Labeled area outline listing.
━━━━━━━━━━━━━━━━━━━━
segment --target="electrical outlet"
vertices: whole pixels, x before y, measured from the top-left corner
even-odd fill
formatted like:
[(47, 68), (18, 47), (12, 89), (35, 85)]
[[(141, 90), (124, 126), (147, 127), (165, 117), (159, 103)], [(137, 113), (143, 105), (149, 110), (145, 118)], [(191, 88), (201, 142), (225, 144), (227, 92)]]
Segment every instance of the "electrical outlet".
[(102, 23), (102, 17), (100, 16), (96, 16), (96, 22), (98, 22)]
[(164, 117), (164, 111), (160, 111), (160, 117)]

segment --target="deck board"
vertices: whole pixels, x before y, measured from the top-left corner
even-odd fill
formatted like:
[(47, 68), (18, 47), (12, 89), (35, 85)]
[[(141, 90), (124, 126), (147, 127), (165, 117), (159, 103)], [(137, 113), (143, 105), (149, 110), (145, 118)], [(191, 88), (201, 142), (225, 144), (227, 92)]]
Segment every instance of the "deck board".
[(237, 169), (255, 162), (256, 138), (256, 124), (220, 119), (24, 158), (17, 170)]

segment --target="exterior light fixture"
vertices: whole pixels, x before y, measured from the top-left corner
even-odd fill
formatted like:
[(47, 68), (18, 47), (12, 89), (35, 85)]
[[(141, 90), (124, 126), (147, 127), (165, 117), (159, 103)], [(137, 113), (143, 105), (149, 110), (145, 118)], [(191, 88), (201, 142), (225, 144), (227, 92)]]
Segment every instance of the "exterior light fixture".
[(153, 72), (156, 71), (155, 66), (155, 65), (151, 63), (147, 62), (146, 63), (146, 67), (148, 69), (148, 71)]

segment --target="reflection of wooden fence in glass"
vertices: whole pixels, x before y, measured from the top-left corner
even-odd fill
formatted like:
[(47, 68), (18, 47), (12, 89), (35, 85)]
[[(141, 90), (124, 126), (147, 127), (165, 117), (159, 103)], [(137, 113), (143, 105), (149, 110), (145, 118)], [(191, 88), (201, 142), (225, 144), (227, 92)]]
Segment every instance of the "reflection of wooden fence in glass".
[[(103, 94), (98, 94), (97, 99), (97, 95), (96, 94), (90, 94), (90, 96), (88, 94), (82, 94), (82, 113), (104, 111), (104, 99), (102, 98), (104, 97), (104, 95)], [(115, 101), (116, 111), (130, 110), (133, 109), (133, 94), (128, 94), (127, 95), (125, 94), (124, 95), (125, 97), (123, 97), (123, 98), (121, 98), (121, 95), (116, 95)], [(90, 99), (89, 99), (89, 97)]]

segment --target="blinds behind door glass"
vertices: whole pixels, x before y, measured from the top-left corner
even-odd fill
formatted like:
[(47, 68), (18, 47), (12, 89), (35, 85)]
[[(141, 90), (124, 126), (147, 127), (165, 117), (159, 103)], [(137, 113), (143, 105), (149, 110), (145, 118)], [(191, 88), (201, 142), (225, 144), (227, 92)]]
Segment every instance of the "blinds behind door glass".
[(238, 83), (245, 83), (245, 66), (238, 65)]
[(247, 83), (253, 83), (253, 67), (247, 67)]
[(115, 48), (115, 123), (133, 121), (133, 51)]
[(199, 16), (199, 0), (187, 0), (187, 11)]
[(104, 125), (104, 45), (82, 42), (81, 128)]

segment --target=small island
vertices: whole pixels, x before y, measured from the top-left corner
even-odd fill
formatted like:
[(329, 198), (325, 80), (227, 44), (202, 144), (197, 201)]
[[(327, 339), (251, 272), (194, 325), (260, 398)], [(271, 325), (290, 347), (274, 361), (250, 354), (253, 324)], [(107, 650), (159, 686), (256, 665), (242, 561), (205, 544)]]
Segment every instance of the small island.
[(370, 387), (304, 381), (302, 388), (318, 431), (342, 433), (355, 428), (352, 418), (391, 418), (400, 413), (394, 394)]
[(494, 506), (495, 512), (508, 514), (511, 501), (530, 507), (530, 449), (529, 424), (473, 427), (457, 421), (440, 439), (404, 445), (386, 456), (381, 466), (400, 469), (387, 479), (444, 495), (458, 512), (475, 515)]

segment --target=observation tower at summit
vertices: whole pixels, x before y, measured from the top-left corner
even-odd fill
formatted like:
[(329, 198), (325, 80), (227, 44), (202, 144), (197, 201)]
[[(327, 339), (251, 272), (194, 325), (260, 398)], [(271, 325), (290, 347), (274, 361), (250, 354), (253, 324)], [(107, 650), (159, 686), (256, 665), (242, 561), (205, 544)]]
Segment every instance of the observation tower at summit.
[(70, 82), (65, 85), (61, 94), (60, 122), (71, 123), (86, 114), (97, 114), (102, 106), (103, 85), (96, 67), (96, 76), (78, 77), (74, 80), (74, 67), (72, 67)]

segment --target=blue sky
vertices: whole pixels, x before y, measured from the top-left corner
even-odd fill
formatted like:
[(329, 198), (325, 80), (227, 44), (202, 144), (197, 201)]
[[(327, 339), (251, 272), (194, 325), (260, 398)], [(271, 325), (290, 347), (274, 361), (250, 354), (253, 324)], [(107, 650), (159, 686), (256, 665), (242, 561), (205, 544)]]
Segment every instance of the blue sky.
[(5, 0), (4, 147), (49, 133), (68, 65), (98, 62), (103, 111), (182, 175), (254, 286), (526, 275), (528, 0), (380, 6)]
━━━━━━━━━━━━━━━━━━━━
Short problem.
Please copy every line of the listing above with no changes at all.

Exercise result.
segment --target="electrical outlet"
vertices: whole pixels, x before y, measured from the top-left corner
even-odd fill
formatted like:
[(47, 68), (18, 47), (12, 89), (35, 85)]
[[(141, 90), (124, 126), (147, 127), (165, 117), (159, 103)], [(137, 113), (143, 105), (149, 110), (145, 118)], [(191, 88), (201, 142), (225, 144), (227, 92)]]
Segment every instance of the "electrical outlet".
[(102, 23), (102, 17), (100, 16), (96, 16), (96, 22), (98, 22)]
[(164, 117), (164, 111), (160, 111), (160, 117)]

segment --target="deck board"
vertices: whole pixels, x before y, measured from the top-left corner
even-odd fill
formatted like:
[(47, 68), (18, 47), (12, 89), (35, 85)]
[[(141, 90), (124, 126), (147, 127), (165, 117), (159, 103)], [(137, 113), (143, 105), (149, 110), (145, 118)], [(191, 88), (201, 142), (225, 144), (227, 92)]]
Segment every instance of the "deck board".
[(237, 169), (255, 162), (256, 138), (256, 124), (220, 119), (24, 158), (17, 170)]

segment --target="exterior light fixture"
vertices: whole pixels, x before y, measured from the top-left corner
even-odd fill
formatted like:
[(47, 68), (18, 47), (12, 89), (35, 85)]
[[(141, 90), (124, 126), (147, 127), (165, 117), (159, 103)], [(137, 113), (143, 105), (149, 110), (145, 118)], [(191, 88), (201, 142), (225, 144), (227, 92)]]
Segment every instance of the "exterior light fixture".
[(153, 72), (156, 71), (155, 66), (155, 65), (151, 63), (147, 62), (146, 63), (146, 67), (148, 69), (148, 71)]

segment --target="reflection of wooden fence in glass"
vertices: whole pixels, x before y, measured from the top-left corner
even-odd fill
formatted like:
[(47, 68), (18, 47), (12, 89), (35, 85)]
[[(141, 90), (124, 126), (147, 127), (165, 117), (159, 103)], [(137, 113), (143, 105), (149, 110), (145, 118)], [(191, 88), (201, 142), (225, 144), (227, 92)]]
Segment every instance of the "reflection of wooden fence in glass".
[[(103, 94), (98, 94), (97, 99), (97, 95), (96, 94), (90, 94), (90, 96), (88, 94), (82, 94), (82, 113), (104, 111), (104, 99), (102, 98), (104, 97), (104, 95)], [(115, 101), (116, 111), (130, 110), (133, 109), (133, 94), (128, 94), (127, 95), (125, 94), (124, 95), (125, 97), (123, 97), (123, 98), (121, 98), (121, 95), (116, 95)], [(90, 99), (89, 99), (89, 97)]]

segment --target="blinds behind door glass"
vertices: whole pixels, x before y, measured from the top-left corner
even-odd fill
formatted like:
[(47, 68), (18, 47), (12, 89), (35, 85)]
[[(141, 90), (124, 126), (147, 127), (165, 117), (159, 103)], [(137, 113), (143, 105), (149, 110), (145, 118)], [(191, 88), (201, 142), (225, 144), (227, 92)]]
Segment every instance of the "blinds behind door glass".
[(238, 83), (245, 83), (245, 66), (238, 65)]
[(247, 83), (253, 83), (253, 67), (247, 67)]
[(115, 48), (115, 123), (133, 121), (133, 51)]
[(199, 16), (199, 0), (187, 0), (187, 11)]
[(104, 125), (104, 45), (82, 42), (81, 128)]

segment --target=small island
vertices: whole pixels, x before y, measured from the top-left corner
even-odd fill
formatted like:
[(329, 198), (325, 80), (227, 44), (202, 144), (197, 201)]
[[(327, 339), (251, 272), (194, 325), (260, 398)], [(271, 325), (290, 347), (274, 361), (250, 354), (253, 324)], [(107, 650), (159, 686), (256, 665), (242, 561), (205, 544)]]
Segment every instance of the small island.
[(370, 387), (304, 381), (302, 388), (318, 431), (342, 433), (355, 428), (352, 418), (391, 418), (400, 413), (394, 394)]
[(494, 506), (495, 512), (508, 514), (511, 501), (530, 507), (530, 449), (529, 424), (473, 427), (457, 421), (440, 439), (404, 445), (386, 456), (381, 466), (400, 469), (387, 479), (444, 495), (458, 512), (475, 515)]

segment --target=observation tower at summit
vertices: whole pixels, x before y, measured from the top-left corner
even-odd fill
formatted like:
[(329, 198), (325, 80), (227, 44), (202, 144), (197, 201)]
[[(327, 339), (251, 272), (194, 325), (260, 398)], [(271, 325), (290, 347), (274, 361), (250, 354), (253, 324)], [(107, 650), (159, 686), (256, 665), (242, 561), (205, 544)]]
Segment every instance of the observation tower at summit.
[(70, 82), (65, 85), (61, 94), (60, 122), (71, 123), (86, 114), (97, 114), (102, 106), (103, 85), (96, 67), (96, 76), (78, 77), (74, 80), (74, 67), (72, 67)]

segment --target=blue sky
vertices: whole pixels, x before y, measured from the top-left corner
even-odd fill
formatted like:
[(329, 198), (325, 80), (227, 44), (202, 144), (197, 201)]
[[(327, 339), (251, 272), (194, 325), (260, 398)], [(271, 325), (290, 347), (274, 361), (250, 354), (253, 324)], [(107, 650), (159, 686), (256, 665), (242, 561), (205, 544)]]
Segment every instance of the blue sky.
[(5, 0), (4, 147), (49, 133), (68, 65), (98, 62), (103, 111), (182, 175), (254, 286), (526, 275), (528, 0), (380, 6)]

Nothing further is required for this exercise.